--- Provided records ---

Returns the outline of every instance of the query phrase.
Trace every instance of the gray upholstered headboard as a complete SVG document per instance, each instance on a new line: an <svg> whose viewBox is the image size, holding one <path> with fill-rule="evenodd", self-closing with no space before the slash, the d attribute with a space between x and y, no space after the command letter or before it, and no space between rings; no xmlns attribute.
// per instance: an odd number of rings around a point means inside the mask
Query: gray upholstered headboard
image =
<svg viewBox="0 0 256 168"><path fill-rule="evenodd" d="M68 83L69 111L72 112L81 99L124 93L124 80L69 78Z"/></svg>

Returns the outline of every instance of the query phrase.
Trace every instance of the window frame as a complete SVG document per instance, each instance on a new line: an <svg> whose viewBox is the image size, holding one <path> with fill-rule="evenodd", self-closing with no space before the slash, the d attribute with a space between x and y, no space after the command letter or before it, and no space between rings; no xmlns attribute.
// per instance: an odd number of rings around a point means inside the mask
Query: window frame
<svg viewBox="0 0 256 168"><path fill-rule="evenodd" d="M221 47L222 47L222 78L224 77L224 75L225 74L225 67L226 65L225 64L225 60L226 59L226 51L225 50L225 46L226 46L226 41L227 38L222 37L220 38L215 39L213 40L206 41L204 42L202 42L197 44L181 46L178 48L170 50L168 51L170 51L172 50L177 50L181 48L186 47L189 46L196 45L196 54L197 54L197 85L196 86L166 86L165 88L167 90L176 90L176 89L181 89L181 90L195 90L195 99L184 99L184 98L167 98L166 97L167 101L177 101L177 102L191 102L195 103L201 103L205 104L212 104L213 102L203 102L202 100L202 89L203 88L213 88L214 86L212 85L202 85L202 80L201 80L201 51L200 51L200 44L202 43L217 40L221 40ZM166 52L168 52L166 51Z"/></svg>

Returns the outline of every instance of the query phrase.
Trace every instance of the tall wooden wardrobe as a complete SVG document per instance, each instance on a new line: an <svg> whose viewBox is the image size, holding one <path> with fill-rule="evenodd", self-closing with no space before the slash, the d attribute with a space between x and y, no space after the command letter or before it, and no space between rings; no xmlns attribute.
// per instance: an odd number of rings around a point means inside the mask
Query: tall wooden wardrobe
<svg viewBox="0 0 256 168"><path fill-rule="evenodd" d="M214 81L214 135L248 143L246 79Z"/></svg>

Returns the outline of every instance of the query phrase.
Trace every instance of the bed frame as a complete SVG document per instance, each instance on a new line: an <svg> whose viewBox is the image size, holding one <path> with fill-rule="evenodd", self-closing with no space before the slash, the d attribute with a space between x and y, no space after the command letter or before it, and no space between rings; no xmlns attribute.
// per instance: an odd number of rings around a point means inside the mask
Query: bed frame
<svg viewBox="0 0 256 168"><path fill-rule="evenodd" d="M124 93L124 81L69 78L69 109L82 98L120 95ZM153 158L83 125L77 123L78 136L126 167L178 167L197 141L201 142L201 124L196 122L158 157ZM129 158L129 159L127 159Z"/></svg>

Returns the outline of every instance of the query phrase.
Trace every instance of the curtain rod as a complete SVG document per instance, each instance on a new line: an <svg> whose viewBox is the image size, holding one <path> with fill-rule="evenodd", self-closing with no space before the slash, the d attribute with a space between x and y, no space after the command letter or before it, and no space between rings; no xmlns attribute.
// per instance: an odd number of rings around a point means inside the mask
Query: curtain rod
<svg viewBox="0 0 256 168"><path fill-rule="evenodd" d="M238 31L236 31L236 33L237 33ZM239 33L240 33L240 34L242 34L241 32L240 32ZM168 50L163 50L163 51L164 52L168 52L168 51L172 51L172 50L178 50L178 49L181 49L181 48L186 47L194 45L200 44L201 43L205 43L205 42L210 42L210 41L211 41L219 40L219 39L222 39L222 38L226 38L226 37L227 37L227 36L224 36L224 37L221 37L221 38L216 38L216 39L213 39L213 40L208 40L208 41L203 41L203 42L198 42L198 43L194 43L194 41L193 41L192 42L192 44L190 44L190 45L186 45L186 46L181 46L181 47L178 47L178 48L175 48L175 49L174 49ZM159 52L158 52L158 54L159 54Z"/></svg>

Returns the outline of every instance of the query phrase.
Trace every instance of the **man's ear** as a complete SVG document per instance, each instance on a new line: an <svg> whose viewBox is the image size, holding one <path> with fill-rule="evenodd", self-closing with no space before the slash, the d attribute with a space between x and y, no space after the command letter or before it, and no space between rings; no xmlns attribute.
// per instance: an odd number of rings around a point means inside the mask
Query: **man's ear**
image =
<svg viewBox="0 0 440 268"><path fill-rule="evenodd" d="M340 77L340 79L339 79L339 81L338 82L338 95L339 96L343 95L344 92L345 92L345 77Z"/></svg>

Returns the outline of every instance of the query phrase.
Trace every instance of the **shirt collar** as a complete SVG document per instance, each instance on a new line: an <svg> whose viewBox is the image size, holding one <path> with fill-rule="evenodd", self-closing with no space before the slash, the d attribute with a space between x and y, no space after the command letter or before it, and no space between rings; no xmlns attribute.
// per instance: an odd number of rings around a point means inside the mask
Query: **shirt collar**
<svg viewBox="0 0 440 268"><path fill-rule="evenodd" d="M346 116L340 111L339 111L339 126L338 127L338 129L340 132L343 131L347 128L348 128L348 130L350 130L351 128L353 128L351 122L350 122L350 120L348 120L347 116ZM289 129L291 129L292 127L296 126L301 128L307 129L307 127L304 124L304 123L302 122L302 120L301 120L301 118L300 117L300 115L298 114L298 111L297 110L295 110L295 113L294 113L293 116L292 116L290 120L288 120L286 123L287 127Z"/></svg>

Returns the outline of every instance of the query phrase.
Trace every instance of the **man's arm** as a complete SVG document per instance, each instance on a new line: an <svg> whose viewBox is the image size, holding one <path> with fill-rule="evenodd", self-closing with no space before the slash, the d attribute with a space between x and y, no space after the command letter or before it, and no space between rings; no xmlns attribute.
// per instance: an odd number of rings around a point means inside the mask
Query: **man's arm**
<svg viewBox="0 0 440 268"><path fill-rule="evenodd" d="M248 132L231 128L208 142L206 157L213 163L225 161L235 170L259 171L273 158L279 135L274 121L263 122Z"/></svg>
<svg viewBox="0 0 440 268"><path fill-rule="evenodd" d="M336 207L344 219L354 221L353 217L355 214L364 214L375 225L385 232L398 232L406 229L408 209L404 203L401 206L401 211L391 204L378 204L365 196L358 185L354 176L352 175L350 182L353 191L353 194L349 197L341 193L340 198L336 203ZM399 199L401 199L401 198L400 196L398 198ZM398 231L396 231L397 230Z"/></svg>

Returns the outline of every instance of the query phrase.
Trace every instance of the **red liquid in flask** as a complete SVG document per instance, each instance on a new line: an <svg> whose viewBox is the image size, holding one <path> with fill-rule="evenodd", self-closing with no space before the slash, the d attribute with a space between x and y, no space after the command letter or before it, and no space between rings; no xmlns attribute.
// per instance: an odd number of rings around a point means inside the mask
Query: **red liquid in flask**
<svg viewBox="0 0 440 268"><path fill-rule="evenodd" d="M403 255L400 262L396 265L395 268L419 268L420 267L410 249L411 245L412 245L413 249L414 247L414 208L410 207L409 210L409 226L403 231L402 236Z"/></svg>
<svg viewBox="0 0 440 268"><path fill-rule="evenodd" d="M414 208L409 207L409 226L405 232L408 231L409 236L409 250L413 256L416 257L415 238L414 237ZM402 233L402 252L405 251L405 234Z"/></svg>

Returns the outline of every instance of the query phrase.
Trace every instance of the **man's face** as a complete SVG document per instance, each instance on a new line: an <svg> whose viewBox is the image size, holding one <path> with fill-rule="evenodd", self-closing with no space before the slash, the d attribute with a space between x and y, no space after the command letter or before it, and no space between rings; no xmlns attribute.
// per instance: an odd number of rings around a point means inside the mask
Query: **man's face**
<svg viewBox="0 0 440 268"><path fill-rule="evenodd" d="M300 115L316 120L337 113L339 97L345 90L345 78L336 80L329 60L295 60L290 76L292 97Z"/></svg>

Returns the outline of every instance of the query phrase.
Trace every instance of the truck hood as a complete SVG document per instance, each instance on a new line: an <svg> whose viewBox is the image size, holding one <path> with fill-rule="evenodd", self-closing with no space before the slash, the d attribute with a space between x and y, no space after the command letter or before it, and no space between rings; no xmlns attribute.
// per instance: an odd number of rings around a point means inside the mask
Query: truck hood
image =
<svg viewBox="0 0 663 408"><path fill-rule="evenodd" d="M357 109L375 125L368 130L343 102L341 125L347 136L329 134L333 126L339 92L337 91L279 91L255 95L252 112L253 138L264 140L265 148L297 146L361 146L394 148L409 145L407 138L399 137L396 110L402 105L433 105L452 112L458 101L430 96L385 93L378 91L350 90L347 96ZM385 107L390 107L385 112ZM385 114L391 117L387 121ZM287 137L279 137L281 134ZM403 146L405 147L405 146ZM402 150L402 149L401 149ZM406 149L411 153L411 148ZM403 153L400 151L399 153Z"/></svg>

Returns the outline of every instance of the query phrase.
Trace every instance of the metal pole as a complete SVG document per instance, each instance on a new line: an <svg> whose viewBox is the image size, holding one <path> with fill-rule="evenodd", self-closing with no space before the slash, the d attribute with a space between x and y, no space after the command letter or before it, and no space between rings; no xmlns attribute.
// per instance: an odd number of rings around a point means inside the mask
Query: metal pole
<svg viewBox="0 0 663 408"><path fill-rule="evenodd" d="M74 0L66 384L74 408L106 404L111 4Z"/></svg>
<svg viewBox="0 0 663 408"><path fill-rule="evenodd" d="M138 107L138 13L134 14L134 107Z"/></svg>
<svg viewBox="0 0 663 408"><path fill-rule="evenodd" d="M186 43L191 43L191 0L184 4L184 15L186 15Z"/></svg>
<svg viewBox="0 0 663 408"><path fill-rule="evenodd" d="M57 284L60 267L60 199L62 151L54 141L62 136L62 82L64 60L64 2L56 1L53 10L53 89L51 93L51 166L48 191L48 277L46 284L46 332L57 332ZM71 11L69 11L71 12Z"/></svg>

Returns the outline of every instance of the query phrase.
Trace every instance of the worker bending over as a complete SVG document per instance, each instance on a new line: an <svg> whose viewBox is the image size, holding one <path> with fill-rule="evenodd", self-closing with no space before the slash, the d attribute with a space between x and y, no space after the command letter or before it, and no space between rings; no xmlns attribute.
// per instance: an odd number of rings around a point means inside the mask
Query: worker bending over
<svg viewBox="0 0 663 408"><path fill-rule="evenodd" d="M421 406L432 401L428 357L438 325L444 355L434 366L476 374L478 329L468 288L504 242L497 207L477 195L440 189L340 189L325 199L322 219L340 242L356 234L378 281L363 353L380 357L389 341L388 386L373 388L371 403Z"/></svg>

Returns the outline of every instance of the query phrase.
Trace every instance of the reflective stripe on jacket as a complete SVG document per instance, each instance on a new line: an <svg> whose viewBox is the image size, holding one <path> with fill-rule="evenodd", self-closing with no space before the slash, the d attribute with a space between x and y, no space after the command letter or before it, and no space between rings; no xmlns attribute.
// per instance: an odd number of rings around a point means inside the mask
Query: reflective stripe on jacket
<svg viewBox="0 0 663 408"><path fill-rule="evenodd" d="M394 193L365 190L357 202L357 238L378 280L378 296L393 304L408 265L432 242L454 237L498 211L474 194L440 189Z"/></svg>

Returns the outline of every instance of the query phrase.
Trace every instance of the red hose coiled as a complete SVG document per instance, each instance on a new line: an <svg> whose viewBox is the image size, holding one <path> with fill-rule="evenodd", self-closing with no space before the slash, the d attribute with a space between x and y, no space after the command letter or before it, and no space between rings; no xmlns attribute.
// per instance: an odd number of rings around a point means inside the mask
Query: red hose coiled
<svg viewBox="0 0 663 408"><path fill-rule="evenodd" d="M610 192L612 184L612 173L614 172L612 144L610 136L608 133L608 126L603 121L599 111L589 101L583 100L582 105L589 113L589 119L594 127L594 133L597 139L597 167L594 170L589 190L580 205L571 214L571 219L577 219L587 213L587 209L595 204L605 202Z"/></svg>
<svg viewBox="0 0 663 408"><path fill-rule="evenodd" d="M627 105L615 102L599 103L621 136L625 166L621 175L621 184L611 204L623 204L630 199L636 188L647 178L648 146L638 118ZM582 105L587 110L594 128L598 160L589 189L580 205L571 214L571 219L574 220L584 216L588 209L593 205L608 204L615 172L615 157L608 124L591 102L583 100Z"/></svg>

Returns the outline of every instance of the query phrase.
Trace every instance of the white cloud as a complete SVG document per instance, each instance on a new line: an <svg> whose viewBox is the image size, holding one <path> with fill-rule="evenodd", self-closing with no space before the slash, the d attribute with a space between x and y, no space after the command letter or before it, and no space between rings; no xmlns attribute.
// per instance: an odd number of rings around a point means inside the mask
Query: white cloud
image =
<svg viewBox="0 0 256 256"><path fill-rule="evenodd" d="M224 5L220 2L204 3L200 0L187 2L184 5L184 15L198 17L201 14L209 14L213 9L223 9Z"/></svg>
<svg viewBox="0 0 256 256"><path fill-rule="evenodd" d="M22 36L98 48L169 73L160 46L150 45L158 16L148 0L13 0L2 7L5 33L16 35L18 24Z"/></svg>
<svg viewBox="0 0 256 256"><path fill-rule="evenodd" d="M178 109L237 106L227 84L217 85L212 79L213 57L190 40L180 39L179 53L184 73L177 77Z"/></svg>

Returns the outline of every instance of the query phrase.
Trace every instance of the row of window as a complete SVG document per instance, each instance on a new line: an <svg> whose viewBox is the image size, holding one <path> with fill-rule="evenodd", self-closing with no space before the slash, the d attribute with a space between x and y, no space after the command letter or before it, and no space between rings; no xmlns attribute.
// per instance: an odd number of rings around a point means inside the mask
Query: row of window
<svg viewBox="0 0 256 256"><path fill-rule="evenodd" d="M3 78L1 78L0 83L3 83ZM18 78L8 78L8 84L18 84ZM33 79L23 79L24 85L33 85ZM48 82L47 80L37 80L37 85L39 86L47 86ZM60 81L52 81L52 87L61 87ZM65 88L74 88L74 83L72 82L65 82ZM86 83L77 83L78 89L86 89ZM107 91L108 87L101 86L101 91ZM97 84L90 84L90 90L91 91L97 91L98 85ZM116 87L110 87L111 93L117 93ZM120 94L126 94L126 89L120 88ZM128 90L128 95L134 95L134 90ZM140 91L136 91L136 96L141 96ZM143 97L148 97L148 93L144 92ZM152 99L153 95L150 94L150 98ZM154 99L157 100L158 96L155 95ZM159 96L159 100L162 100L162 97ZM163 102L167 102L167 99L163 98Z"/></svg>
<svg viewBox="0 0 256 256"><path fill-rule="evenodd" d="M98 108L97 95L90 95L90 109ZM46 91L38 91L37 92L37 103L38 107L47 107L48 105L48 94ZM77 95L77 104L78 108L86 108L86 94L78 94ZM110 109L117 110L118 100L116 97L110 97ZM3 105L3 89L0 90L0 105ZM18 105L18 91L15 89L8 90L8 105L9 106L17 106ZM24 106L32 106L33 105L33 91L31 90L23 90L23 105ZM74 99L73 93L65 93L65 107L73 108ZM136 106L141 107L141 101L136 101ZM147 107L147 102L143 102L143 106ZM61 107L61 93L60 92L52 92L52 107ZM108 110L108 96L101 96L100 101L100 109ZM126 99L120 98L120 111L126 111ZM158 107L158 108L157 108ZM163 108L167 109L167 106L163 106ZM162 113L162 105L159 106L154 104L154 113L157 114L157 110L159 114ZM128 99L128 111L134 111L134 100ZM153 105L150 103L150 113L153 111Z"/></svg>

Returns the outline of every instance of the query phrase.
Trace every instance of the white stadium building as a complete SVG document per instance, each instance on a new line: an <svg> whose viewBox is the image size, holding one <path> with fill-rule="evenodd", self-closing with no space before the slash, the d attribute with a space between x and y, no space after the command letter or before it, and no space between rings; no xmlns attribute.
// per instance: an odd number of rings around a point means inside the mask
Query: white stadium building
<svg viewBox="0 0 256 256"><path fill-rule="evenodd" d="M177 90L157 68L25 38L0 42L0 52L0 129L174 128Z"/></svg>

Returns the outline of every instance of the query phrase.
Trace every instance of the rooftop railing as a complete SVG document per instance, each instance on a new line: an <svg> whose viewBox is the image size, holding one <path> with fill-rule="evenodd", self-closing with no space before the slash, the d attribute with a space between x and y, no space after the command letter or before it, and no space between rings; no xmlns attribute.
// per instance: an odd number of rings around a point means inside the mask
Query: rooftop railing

---

-- Your task --
How many lines of the records contain the string "metal"? Case counts. Reply with the number alone.

-- Answer to this task --
2